O jovem interlocutor apresentado no início da seção, quem igualmente se queixava de que Pakistanis “apenas vendem”, afirmava que eles não empregam sul-africanos, diferentemente dos brancos. Segundo Crush et al. (2017), 39% da gente contratada por imigrantes refugiados não são originários da África do Sul. Essa não parece uma causa desarrazoada de animosidade em meio à depressão estrutural da demanda de trabalho no país (FERGUSON e LI, 2017). Para piorar as coisas, a antiga estereotipia do African preguiçoso continua a informar a decisão dos estrangeiros que optam por não empregar sul-africanos negros (PARK e RUGUNANAN, 2009).
O desgosto de Africans com o que percebem como comportamento unilateralmente acumulador de imigrantes tem lastro histórico. Há muito, sul-africanos ressentem-se da condição de proprietários e das práticas comerciais de parte da gente originária do subcontinente indiano. Esse ressentimento ajuda a entender episódios de violência, como os Durban Riots (HANSEN, 2012; KIRK, 1983). As tensões que, em 1949, culminaram em homicídio e saque, vinculavam-se às seguintes circunstâncias:
Muitos indianos alugavam terra, barracos e pequenas casas a africanos e estabeleciam armazéns em ocupações urbanas. Falantes do zulu encontravam sobretudo indianos a controlarem os segmentos inferiores do mercado. Disso decorreram conflitos, particularmente sobre a precificação de bens e serviços (HANSEN, 2012, p. 102).
Essa rivalidade longeva também se vincula ao que Kirk (1983), igualmente examinando os Durban Riots, chamou “sobrepreço deliberado”. No contexto dos saques oitocentistas na Europa, Thompson (1993) tratou de más formas de comércio como violações a consensos populares sobre formas legítimas da atividade mercantil. Temos, a esse respeito, observações etnográficas a fazer.
Entre outubro e maio de 2020, Lage da Cruz habitou, em uma pequena cidade a 90 km de Pretória, uma casa em cujo quintal funcionava um armazém de imigrante. O dono do comércio apresentava-se como etíope, mas era socialmente conhecido como Pakistani. Infelizmente, esse homem tinha o hábito das más-práticas comerciais.
Quando comprei a crédito no armazém, ele inflou os valores e, mais de uma vez, tentou subtrair parte do troco. Por dois dias consecutivos, observei uma criança pequena suplicar-lhe a restituição de todo o troco. O homem tocou-a grosseiramente do quintal: hamba, hamba! (saia daqui!). Dei ZAR 5 ao garoto, e ele não retornou.

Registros
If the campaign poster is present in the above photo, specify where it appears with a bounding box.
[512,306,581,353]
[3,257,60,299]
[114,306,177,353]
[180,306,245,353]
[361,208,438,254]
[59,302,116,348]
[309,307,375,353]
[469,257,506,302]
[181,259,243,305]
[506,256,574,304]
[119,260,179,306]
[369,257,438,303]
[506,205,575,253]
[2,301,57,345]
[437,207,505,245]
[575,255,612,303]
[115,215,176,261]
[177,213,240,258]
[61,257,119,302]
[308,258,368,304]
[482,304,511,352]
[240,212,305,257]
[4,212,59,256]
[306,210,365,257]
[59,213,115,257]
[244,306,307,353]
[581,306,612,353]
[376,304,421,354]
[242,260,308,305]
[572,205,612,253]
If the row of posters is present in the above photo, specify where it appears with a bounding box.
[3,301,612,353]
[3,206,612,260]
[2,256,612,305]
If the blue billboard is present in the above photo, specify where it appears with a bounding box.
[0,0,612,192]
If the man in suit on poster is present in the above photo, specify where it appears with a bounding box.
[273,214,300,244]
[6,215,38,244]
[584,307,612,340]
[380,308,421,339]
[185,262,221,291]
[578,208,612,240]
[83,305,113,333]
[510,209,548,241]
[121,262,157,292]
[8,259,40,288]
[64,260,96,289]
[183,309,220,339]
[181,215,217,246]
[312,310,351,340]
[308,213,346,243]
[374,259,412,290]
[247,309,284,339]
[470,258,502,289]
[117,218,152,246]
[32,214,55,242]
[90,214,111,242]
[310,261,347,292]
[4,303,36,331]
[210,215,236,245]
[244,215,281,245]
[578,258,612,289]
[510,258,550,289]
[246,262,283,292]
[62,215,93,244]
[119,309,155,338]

**O QUE FAZER:**
#1 Traduza para o inglês esta frase do trecho sobre o comércio de imigrantes na África do Sul: "Há muito, sul-africanos ressentem-se da condição de proprietários e das práticas comerciais de parte da gente originária do subcontinente indiano."
#2 Escreva a continuação do trecho sobre o comércio de imigrantes na África do Sul, a partir da última frase apresentada.

**RESPOSTAS POR TAREFA:**
#1 For a long time, South Africans have resented the property-owning status and the commercial practices of some of the people originating from the Indian subcontinent.

#2
Minha assistente de pesquisa afirmou que o logro de crianças era prática corrente e notória, o que outros interlocutores confirmaram. Minha anfitriã referia-se ao comerciante como um totsi (delinquente): “as pessoas sabem que ele não tem maneiras”. Segundo ela, o vendedor se instalara em seu quintal porque se vira obrigado a deixar um bairro vizinho. Um amigo seu comentou, ao ver o homem: “ele está aqui, esse totsi... Ele fugiu da nossa vizinhança, vão acabar matando-o”.
O homicídio, como sanção hipotética a más práticas comerciais, viola a sensibilidade liberal, mas, entre muitos sul-africanos pobres, as coisas não se passam do mesmo modo. Buur e Jensen (2004) examinaram o chamado “vigilantismo” sob a ótica da construção de “comunidades morais”. Segundo esses autores, “roubos são claramente enquadrados em códigos penais” (2004), o que Lage da Cruz pôde confirmar20. O comerciante acima referido como delinquente teve o carro roubado em 2020, fato que foi entendido por interlocutores locais como retaliação, ou seja, sanção.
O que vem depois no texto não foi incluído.